Task goal:
Transcribe each line exactly.

Start Data shown

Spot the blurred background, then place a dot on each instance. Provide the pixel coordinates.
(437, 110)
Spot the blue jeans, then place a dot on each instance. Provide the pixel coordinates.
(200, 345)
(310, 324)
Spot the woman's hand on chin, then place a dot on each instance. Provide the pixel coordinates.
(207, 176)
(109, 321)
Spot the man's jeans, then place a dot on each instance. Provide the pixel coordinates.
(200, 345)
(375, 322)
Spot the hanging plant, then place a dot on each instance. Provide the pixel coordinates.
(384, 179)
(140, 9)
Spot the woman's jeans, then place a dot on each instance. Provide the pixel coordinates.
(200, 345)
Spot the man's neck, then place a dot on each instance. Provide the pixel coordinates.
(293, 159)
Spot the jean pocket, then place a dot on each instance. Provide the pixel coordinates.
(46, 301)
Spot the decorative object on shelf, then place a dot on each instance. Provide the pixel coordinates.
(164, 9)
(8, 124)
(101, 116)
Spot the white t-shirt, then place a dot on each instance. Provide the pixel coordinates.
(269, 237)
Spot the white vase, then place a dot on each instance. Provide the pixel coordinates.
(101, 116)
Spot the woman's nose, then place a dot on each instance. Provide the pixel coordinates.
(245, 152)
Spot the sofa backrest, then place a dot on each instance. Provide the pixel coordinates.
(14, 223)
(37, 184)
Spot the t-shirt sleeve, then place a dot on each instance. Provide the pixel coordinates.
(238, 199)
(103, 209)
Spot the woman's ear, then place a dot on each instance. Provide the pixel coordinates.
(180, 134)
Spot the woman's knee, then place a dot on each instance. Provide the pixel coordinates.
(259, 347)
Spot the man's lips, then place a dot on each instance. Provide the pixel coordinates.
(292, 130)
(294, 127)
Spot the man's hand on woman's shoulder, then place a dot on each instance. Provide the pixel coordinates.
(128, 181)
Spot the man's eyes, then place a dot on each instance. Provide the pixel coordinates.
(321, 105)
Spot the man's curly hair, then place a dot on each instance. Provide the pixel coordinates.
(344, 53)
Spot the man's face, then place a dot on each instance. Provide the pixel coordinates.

End Data shown

Task result:
Spot the blurred background, then place a dot on each instance. Provide the pixel coordinates.
(437, 110)
Spot the blue jeans, then place a dot on each instance. Provide the pixel coordinates.
(200, 345)
(310, 324)
Spot the woman's hand on chin, then place a dot on each instance. Provide the pixel coordinates.
(207, 176)
(109, 321)
Spot the man's jeans, then place a dot on each instance. Provide the pixel coordinates.
(200, 345)
(375, 322)
Spot the hanging plant, then place a dot on each instance. Provide the pixel coordinates.
(384, 179)
(140, 9)
Spot the woman's jeans, then place a dot on each instance. Provide the pixel coordinates.
(200, 345)
Spot the man's neck, then place a dot on each instance. Provide the pixel coordinates.
(293, 159)
Spot the jean pocket, then place a dot on each instance. Provide the pixel coordinates.
(46, 301)
Spot the decorative object on shelf, then place a dot on each instance. Provide the pixel coordinates.
(164, 9)
(8, 124)
(101, 116)
Spot the white t-shirt, then place a dot on each instance. Provide the pixel coordinates.
(269, 237)
Spot the white vase, then place a dot on each instance. Provide the pixel coordinates.
(101, 116)
Spot the woman's nose, then place a dot on each instance. Provide the pixel coordinates.
(245, 152)
Spot the sofa backrest, then place a dot on each instance. Provide the pixel coordinates.
(14, 223)
(37, 184)
Spot the t-shirt sleeve, then place a dot on each instance. Provide the pixel coordinates.
(238, 199)
(103, 209)
Spot the woman's ear, then place a dot on each instance. Provide the pixel coordinates.
(180, 134)
Spot the woman's knee, then place a dot on each instance. Provide the pixel coordinates.
(259, 347)
Spot the man's lips, then place a dot on each instance. Provide the pixel coordinates.
(292, 130)
(294, 127)
Spot the man's hand on woman's shoulder, then place a dot on each instance. Provide the pixel coordinates.
(128, 181)
Spot the man's eyes, then place a dot on each instance. Provide the pixel coordinates.
(321, 105)
Spot the man's curly hair, then place a dot on each instance. Provide the pixel coordinates.
(344, 53)
Spot the man's face, then place a dot on each instance. Provide the pixel coordinates.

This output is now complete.